##### PAGE EXCERPT
3 high-tech solutions coming to improve UK farm productivity

UK farming is lagging behind its key competitors in terms of productivity, as a report from the Agricultural and Horticultural Development Board (AHDB) reveals.

It showed that producers in Germany, France, the Netherlands and the USA have all pulled ahead, generating far more agricultural output for the same levels of agricultural input.

The AHDB suggests this productivity deficit has cost the UK economy more than £4bn since the start of the century. And part of the problem is the lack of practical R&D, with too great an emphasis on “blue-sky thinking” and too little on “near-market” research.

This is something the Agri-tech Cornwall Project is seeking to address, with three particular pieces of work, which could have on-farm applications in the very near future: robotic harvesters, slurry management technology and soil testing.

See also: Video: Hands Free Hectare – what next for the farming robots?
##########
**SET EXERCISE A**:
Rewrite the part of the passage on UK farm productivity starting at "3 high-tech solutions" and ending at "of agricultural input.", changing "competitors" to "rivals".
##### TASK MATERIAL
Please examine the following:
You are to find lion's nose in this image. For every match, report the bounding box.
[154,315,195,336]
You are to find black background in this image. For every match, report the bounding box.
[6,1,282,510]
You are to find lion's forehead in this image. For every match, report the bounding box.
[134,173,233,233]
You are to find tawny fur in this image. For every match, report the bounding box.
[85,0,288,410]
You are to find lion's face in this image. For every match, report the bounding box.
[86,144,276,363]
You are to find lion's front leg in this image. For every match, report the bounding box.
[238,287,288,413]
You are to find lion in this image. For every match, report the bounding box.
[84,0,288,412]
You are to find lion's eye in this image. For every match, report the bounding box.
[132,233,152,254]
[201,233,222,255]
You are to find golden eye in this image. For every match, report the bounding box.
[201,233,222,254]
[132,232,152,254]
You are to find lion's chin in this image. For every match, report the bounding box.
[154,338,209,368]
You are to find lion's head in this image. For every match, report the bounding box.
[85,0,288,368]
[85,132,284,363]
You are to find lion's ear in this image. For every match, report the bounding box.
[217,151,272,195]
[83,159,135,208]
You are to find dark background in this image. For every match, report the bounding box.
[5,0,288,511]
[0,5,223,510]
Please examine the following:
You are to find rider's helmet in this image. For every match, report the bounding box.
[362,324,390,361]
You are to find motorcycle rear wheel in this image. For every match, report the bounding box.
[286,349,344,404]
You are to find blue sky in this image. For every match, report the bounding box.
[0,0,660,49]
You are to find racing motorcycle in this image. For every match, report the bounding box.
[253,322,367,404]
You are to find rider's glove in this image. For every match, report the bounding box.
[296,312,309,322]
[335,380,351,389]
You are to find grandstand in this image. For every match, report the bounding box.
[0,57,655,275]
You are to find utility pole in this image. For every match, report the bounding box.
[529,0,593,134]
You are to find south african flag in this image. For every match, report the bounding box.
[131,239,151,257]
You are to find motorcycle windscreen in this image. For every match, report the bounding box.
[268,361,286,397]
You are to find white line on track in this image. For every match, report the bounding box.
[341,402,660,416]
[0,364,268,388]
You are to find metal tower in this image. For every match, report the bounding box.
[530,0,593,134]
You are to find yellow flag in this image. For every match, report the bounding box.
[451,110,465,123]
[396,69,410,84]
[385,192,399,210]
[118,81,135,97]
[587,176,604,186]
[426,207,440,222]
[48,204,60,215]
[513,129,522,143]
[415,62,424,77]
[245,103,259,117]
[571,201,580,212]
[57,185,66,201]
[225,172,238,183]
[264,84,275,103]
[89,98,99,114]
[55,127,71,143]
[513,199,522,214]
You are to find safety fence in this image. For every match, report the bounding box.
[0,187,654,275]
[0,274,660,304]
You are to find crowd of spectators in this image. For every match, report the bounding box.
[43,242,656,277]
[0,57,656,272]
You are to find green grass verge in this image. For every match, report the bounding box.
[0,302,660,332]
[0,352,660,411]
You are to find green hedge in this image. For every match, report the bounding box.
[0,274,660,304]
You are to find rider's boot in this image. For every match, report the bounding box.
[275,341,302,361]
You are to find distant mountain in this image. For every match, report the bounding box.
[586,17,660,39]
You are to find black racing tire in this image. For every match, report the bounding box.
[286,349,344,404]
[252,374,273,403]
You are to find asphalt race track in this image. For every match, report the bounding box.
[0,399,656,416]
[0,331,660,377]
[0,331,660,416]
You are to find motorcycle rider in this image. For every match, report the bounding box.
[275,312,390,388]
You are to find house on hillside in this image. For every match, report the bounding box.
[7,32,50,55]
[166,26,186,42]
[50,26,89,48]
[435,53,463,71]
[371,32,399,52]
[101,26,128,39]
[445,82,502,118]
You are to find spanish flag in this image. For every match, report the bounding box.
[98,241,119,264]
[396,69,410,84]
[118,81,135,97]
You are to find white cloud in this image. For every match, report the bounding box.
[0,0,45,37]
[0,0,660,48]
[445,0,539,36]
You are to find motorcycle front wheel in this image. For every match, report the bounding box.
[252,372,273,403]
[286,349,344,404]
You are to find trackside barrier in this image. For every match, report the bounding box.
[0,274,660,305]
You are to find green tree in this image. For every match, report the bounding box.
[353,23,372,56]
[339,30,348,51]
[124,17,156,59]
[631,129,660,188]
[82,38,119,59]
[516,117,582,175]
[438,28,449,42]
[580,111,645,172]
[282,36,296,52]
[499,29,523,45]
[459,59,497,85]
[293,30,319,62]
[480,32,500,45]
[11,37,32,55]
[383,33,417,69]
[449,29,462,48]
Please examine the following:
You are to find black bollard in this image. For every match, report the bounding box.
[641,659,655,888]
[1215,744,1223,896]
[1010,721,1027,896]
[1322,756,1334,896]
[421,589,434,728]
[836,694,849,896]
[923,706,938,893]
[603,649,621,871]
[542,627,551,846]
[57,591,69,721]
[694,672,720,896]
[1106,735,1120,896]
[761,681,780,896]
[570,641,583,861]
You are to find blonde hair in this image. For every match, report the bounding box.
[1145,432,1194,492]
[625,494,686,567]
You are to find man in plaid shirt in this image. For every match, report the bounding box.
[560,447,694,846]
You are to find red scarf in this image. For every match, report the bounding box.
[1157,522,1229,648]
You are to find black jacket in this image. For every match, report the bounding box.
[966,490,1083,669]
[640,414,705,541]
##########
**SET EXERCISE B**:
Echo the lines of the listing starting at the line that contains "You are to find safety" and ending at the line that contains "[0,274,660,305]", both included, with no alterations.

**FULL ANSWER A**:
3 high-tech solutions coming to improve UK farm productivity

UK farming is lagging behind its key rivals in terms of productivity, as a report from the Agricultural and Horticultural Development Board (AHDB) reveals.

It showed that producers in Germany, France, the Netherlands and the USA have all pulled ahead, generating far more agricultural output for the same levels of agricultural input.

**FULL ANSWER B**:
You are to find safety fence in this image. For every match, report the bounding box.
[0,187,654,275]
[0,274,660,304]
You are to find crowd of spectators in this image. For every match, report the bounding box.
[43,242,656,277]
[0,57,656,272]
You are to find green grass verge in this image. For every match, report the bounding box.
[0,302,660,332]
[0,352,660,411]
You are to find green hedge in this image. For every match, report the bounding box.
[0,274,660,304]
You are to find rider's boot in this image. For every match, report the bounding box.
[275,341,302,361]
You are to find distant mountain in this image. For every match, report the bounding box.
[586,17,660,39]
You are to find black racing tire in this image. For every match, report the bounding box.
[286,349,344,404]
[252,374,273,403]
You are to find asphalt race track in this image. For every match, report the bounding box.
[0,399,656,416]
[0,331,660,377]
[0,331,660,416]
You are to find motorcycle rider in this image. For every match, report the bounding box.
[275,312,390,388]
You are to find house on hillside in this image. For every match, report the bounding box.
[7,32,50,55]
[166,26,186,42]
[50,26,89,48]
[435,53,463,71]
[371,32,399,52]
[101,26,128,39]
[445,82,502,118]
You are to find spanish flag in this image. For every match, report the bounding box.
[98,241,119,264]
[396,69,410,84]
[118,81,135,97]
You are to find white cloud in this image. For every match, report the bounding box.
[0,0,45,37]
[0,0,660,48]
[445,0,539,36]
You are to find motorcycle front wheel in this image. For every match, report the bounding box.
[252,372,273,403]
[286,349,344,404]
You are to find trackside barrier in this image. For every match, report the bounding box.
[0,274,660,305]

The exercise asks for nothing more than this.